A Computing System for Supporting Application Development Using Ising Machines

1. Combinatorial optimization problems and Ising machines

Combinatorial optimization problems, namely, finding the best solution from a large number of alternatives, are difficult to solve and require long computation time even with today’s computers. For example, the traveling salesman problem (finding the most-efficient order in which to visit multiple destinations) and the graph-coloring problem (ensuring that adjacent areas of a given map are painted with different colors under the constraint of a limited number of colors) are typical combinatorial optimization problems that become more difficult as the scale of the problem increases.

Research on an Ising machine that solves such problems on the basis of a new approach, namely, using a model representing the properties of magnetic materials, is progressing. An Ising machine is a computer that specializes in solving a combinatorial optimization problem called the Ising-model ground-state search problem. As a statistical-mechanics model, an Ising model describes a network of magnets (each with a property called “spin”), as shown in Fig. 1. The spin σ_i can be either up (+1) or down (–1). If J_ij and h_i represent spin-spin interaction and magnetic-field strength, respectively, the ground state is the state in which the second-order polynomial Ising model H, defined by the following equation, is minimized.

The combination of spins that satisfies this equation is the solution to the ground-state search problem.

Fig. 1. Ising model.

Although there are many different types of combinatorial optimization problems, it has been theoretically proven that they can all be transformed into such an Ising-model ground-state search problem. Given this fact, various companies, such as D-Wave Systems [1] and Fujitsu [2], have developed Ising machines and are using them to solve various combinatorial optimization problems. Likewise, NTT laboratories are developing a laser-based coherent Ising machine [3] called LASOLV™.
***
CHALLENGE 1
Answer these questions using the Ising machine text.
(a) What two values can a spin σ_i take?
(b) Which two companies are named as having developed Ising machines?
(c) What is the name of the laser-based coherent Ising machine that NTT laboratories are developing?

Items from a dataset
***
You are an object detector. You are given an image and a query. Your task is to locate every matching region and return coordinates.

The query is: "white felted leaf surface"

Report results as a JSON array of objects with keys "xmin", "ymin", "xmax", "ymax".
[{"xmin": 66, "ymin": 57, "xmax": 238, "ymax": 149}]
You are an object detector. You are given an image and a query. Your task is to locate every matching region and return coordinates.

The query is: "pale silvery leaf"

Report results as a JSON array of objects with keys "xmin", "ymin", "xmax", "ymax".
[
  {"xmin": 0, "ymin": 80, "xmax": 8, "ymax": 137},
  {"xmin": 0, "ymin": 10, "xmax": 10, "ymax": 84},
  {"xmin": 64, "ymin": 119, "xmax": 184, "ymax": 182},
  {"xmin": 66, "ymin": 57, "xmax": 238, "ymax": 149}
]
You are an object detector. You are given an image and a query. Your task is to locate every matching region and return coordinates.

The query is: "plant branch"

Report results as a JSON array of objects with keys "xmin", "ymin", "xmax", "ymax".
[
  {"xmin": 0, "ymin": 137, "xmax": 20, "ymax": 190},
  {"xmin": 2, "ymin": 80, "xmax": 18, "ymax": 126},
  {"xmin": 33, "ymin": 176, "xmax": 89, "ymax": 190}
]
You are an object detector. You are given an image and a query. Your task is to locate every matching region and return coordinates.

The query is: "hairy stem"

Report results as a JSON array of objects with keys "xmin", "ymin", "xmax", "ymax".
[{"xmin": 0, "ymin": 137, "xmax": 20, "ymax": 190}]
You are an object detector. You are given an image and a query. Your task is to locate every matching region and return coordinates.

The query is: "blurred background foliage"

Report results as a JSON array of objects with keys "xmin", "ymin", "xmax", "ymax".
***
CHALLENGE 2
Write out all the rows again, swapping "object detector" for "region locator" wherever it occurs and leaving everything else unchanged.

COMPLETE ANSWER 1
(a) Up (+1) or down (–1).
(b) D-Wave Systems and Fujitsu.
(c) LASOLV™.

COMPLETE ANSWER 2
You are an region locator. You are given an image and a query. Your task is to locate every matching region and return coordinates.

The query is: "white felted leaf surface"

Report results as a JSON array of objects with keys "xmin", "ymin", "xmax", "ymax".
[{"xmin": 66, "ymin": 57, "xmax": 238, "ymax": 149}]
You are an region locator. You are given an image and a query. Your task is to locate every matching region and return coordinates.

The query is: "pale silvery leaf"

Report results as a JSON array of objects with keys "xmin", "ymin", "xmax", "ymax".
[
  {"xmin": 0, "ymin": 80, "xmax": 8, "ymax": 137},
  {"xmin": 0, "ymin": 10, "xmax": 10, "ymax": 84},
  {"xmin": 64, "ymin": 119, "xmax": 184, "ymax": 182},
  {"xmin": 66, "ymin": 57, "xmax": 238, "ymax": 149}
]
You are an region locator. You are given an image and a query. Your task is to locate every matching region and return coordinates.

The query is: "plant branch"

Report results as a JSON array of objects with keys "xmin", "ymin", "xmax", "ymax".
[
  {"xmin": 0, "ymin": 137, "xmax": 20, "ymax": 190},
  {"xmin": 2, "ymin": 80, "xmax": 18, "ymax": 126},
  {"xmin": 33, "ymin": 176, "xmax": 89, "ymax": 190}
]
You are an region locator. You are given an image and a query. Your task is to locate every matching region and return coordinates.

The query is: "hairy stem"

Report results as a JSON array of objects with keys "xmin", "ymin", "xmax", "ymax".
[{"xmin": 0, "ymin": 137, "xmax": 20, "ymax": 190}]
You are an region locator. You are given an image and a query. Your task is to locate every matching region and return coordinates.

The query is: "blurred background foliage"

Report results as a JSON array of objects with keys "xmin", "ymin", "xmax", "ymax".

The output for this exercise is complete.